Eyyübî hanedanının bir Türk hanedanı olduğunun en açık delillerinden birisi de, devrin şairlerinden İbn Senâül-mülk'ün, Haleb'in Selâhaddin tarafından alınmasından sonra yazdığı medhiyesidir. Bu medhiyenin bir beyitinde, şair şöyle demektedir: "Arap milleti, Türkler'in devletiyle yüceldi. Ehl-i Salip (Haçlı) davası, Eyyüb'un oğlu tarafından perişan edildi."
Eyyübî hanedânının devlet teşkilatı, Karahanlı ve Gazneli Türk devletlerinde başlayan ve Selçuklular'la gelişen teşkilatın aynıdır. Sultan, Divan, Meşveret yani Kurultay, Üstâzüddâr (saray idaresi, şarapdarlık, çeşnigîrlik gibi görevleri yürüten kişi), Hâcîblik, Silâhdârlık, Emîrahurluk, Davâdârlık, el-mükebbis, taşdarlık, çavuşluk gibi saray teşkilâtı, Türk-İslâm devletlerinin bir devamıdır. Adliye işlerine bakan kazaskerlik müessesesi bilindiği üzere Osmanlılar'da devam edecektir.

[Ham kayıtlar]
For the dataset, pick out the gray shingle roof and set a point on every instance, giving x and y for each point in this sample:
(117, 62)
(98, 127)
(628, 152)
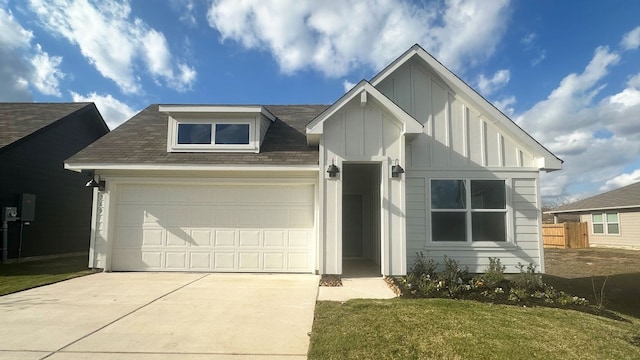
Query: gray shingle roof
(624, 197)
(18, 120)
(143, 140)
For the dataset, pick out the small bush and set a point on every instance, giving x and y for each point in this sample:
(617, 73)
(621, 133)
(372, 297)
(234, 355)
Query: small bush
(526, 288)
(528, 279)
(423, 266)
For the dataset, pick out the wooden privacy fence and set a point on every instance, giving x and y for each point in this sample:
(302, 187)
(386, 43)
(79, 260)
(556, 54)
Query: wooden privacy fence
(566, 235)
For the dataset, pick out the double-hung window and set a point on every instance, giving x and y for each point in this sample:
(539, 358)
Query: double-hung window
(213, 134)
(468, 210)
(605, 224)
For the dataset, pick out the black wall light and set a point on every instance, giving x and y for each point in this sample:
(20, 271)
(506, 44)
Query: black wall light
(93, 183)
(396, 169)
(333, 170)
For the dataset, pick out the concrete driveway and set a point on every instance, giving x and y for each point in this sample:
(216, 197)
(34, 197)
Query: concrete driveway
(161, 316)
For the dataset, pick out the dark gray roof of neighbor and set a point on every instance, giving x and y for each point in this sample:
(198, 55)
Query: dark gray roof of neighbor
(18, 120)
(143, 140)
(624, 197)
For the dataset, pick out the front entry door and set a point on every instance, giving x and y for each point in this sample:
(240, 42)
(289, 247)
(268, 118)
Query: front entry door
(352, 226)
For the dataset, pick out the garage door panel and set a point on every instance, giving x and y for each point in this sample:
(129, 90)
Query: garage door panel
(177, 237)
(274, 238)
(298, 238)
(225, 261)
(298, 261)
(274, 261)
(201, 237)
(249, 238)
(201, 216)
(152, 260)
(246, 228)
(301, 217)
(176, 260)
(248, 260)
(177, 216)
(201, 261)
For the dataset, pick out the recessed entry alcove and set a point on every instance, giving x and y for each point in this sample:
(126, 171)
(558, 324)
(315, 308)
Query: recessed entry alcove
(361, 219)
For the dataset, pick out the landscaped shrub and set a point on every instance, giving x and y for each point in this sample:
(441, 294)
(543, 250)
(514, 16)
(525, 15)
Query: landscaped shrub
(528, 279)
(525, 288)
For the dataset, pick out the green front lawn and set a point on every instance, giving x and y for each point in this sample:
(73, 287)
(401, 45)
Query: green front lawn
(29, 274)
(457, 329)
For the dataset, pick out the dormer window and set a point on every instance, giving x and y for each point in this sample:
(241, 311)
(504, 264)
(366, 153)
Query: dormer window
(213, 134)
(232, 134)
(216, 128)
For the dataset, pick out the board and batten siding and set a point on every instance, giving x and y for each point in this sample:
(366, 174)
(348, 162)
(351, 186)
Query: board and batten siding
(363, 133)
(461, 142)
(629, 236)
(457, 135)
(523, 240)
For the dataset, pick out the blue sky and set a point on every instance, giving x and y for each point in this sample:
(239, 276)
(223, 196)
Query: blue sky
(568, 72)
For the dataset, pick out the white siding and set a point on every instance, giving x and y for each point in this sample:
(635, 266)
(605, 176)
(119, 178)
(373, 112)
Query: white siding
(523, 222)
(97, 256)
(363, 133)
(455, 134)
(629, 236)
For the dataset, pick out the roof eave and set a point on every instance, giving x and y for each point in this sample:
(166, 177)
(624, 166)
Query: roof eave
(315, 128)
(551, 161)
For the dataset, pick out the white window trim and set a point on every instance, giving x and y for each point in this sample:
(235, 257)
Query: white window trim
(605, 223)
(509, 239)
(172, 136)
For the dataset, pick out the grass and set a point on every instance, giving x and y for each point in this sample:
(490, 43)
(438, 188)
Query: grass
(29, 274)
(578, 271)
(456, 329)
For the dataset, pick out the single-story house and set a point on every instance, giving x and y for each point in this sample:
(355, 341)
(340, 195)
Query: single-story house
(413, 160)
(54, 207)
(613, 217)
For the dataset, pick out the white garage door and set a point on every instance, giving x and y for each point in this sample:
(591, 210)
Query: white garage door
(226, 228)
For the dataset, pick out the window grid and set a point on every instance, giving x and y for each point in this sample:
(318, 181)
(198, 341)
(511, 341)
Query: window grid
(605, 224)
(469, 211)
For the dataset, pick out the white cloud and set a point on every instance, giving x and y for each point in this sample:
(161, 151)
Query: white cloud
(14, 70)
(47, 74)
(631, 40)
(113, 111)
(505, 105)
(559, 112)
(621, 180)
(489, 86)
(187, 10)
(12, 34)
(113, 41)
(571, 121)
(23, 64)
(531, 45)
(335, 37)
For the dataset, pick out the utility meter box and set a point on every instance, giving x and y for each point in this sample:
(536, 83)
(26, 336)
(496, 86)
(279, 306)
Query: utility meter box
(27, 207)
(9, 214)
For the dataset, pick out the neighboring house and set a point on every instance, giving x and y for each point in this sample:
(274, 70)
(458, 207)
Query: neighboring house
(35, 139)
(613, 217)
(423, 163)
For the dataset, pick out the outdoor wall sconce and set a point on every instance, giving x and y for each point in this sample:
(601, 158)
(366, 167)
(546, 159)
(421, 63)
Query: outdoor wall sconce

__İstenenler__
• a. Eyyübî hanedanını anlatan okuma parçasından bir bölümü olduğu gibi kopyalayınız: "Eyyübî hanedânının devlet" sözcüklerinin geçtiği yerden başlayıp "Osmanlılar'da devam edecektir." sözcüklerinden sonra durunuz.
• b. Eyyübî hanedanıyla ilgili okuma parçasına göre aşağıdaki soruları cevaplayınız.
(i) Eyyübî hanedanının Türk olduğunu gösteren medhiyeyi hangi şair yazmıştır?
(ii) Bu medhiye, Selâhaddin hangi şehri aldıktan sonra yazılmıştır?
(iii) Adliye işlerine bakan ve Osmanlılar'da devam edecek olan müessese hangisidir?
• c. Eyyübî hanedanının devlet teşkilatını anlatan okuma parçasını, son cümlesinden sonrasını yazarak sürdürünüz.

__Beklenen Sonuçlar__
• a.
Eyyübî hanedânının devlet teşkilatı, Karahanlı ve Gazneli Türk devletlerinde başlayan ve Selçuklular'la gelişen teşkilatın aynıdır. Sultan, Divan, Meşveret yani Kurultay, Üstâzüddâr (saray idaresi, şarapdarlık, çeşnigîrlik gibi görevleri yürüten kişi), Hâcîblik, Silâhdârlık, Emîrahurluk, Davâdârlık, el-mükebbis, taşdarlık, çavuşluk gibi saray teşkilâtı, Türk-İslâm devletlerinin bir devamıdır. Adliye işlerine bakan kazaskerlik müessesesi bilindiği üzere Osmanlılar'da devam edecektir.

• b.
(i) İbn Senâül-mülk
(ii) Haleb
(iii) Kazaskerlik

• c.
Eyyübî ordusunun temelini ve büyük çoğunluğunu Tavâşî adı verilen Türk memlükları teşkil etmekte idi. Bu Türk ordusu, bağlı bulundukları komutanların adlarına göre el-Nuriyye, el-Esediyye, el-Necmiyye, el-Salâhiyye gibi adlarla adlanırlardı. Selâhaddin devrindeki bu Türk Memlüklu ordusu komutanları arasında Bahaeddin Karaküş, Şerefeddin Karakuş el-Takavî, İzzettin Cavlı, Şarimüddin Kutluaba, Hüsameddin Sungur el-Halâtî gibi Türkler bulunmakta idiler.
Hakimiyet alâmetlerinden birisi de, bilindiği üzere bayraktır. Eyyübîler'in bayrağı sarı renkte idi. Amblemi de kartaldı. Eyyübî hanedânı Türk geleneklerine uyarak, açık sarı rengi kendi hakimiyet rengi olarak kabul etmişti. Ayrıca bayrağına, bir Türk amblemi olarak kartalı koymuştu. Kartal, Eyyübîler'den başka Selçuklular'ın, Artuklular'ın da devlet sembolü olmuştur.
Türk hakimiyet sembollerinden birisi de mehter'dir. Eyyübî sarayında da Türk geleneklerine göre yer alan mehter, nevbet vurur ve büyük saygı görürdü. Hatta Selâhaddin, gözde cariyelerinden birisini, sarayın yüksek memurlarından birisi olan mehterbaşı ile evlendirerek, bu kuruluşa verdiği değeri göstermişti.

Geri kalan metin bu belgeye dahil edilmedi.